§ WHAT THE TASK ASKS
Go over the entries and report the lines where the word "woman" occurs.

[Saved entries]
==========
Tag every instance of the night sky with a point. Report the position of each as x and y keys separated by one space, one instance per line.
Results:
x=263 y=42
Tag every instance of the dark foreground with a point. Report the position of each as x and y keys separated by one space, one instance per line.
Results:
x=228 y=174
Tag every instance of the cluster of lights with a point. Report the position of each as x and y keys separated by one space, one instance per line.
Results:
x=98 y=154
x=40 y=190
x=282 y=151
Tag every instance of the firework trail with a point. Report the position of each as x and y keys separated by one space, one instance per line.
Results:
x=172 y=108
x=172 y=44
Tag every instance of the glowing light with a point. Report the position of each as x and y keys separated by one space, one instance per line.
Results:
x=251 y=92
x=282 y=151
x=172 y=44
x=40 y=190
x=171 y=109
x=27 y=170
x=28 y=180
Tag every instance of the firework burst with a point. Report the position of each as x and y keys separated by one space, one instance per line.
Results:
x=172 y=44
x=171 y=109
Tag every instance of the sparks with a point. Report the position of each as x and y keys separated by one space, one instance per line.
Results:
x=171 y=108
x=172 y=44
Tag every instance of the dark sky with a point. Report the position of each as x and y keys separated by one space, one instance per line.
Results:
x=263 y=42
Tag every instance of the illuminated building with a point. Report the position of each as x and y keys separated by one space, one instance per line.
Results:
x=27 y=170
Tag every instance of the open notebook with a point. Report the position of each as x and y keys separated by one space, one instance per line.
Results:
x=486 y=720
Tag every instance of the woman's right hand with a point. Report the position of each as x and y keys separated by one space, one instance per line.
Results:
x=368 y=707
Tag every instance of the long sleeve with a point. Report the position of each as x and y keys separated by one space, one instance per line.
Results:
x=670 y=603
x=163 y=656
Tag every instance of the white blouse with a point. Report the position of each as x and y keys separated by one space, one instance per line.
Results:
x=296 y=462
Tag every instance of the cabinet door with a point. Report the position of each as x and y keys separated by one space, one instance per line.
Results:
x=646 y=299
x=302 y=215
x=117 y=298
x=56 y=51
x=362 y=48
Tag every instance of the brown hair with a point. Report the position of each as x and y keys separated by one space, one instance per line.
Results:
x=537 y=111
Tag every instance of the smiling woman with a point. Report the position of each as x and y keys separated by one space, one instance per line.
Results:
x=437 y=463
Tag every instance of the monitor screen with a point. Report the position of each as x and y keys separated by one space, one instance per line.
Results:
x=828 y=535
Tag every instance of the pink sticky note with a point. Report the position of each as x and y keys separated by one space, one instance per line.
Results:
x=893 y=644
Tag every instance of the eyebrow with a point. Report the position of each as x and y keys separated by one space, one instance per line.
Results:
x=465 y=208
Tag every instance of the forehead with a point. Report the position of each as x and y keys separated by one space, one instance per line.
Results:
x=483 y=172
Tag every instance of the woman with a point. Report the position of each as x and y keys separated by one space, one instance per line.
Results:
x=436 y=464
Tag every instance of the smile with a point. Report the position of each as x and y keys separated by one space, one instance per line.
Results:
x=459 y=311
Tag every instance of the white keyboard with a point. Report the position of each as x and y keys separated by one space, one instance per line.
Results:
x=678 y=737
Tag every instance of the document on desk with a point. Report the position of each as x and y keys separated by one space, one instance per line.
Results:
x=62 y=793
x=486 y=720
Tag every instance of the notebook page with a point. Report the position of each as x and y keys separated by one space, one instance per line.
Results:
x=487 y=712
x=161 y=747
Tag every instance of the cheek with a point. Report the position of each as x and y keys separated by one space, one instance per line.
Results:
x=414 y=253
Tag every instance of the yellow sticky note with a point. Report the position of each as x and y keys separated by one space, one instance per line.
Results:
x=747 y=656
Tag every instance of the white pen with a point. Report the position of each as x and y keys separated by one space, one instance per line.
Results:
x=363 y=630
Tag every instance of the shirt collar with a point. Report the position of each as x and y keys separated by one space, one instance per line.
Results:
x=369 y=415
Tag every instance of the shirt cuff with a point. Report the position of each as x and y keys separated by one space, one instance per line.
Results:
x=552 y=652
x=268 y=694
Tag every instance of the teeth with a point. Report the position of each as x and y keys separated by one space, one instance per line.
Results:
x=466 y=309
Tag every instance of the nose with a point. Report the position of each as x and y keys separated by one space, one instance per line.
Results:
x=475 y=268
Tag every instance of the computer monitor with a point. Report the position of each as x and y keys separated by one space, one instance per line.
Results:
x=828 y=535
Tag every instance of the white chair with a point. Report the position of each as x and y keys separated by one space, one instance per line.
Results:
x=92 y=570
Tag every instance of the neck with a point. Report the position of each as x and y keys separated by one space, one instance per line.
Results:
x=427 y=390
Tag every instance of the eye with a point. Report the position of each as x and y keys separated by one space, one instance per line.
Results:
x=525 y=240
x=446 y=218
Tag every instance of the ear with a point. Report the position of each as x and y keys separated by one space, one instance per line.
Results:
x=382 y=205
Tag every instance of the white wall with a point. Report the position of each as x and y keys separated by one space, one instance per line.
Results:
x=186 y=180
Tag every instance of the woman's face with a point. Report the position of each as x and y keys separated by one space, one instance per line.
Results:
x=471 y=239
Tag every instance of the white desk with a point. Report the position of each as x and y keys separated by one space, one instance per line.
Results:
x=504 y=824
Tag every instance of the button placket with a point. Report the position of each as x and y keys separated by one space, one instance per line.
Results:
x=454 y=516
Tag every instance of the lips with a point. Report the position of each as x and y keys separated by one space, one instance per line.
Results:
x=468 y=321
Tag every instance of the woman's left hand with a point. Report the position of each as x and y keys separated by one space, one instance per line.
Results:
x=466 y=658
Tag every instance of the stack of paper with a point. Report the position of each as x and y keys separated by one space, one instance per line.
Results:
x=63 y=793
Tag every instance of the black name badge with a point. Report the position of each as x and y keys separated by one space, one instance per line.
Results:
==========
§ SOLUTION TO THIS EXERCISE
Tag every instance of the woman's right hand with a point. Report the position of each as x and y keys separated by one space, one instance per line.
Tag every instance of the smiling woman with a point. Report the position of each as x and y keys separated by one space, one instance per line.
Tag every instance of the woman with a point. Report the position of each as x and y keys separated by one space, one instance per line.
Tag every instance of the woman's face with a point. Report the position of each as x and y keys separated by one space, one instance per line.
Tag every instance of the woman's left hand with a point. Report the position of each as x and y keys separated by one space, one instance per line.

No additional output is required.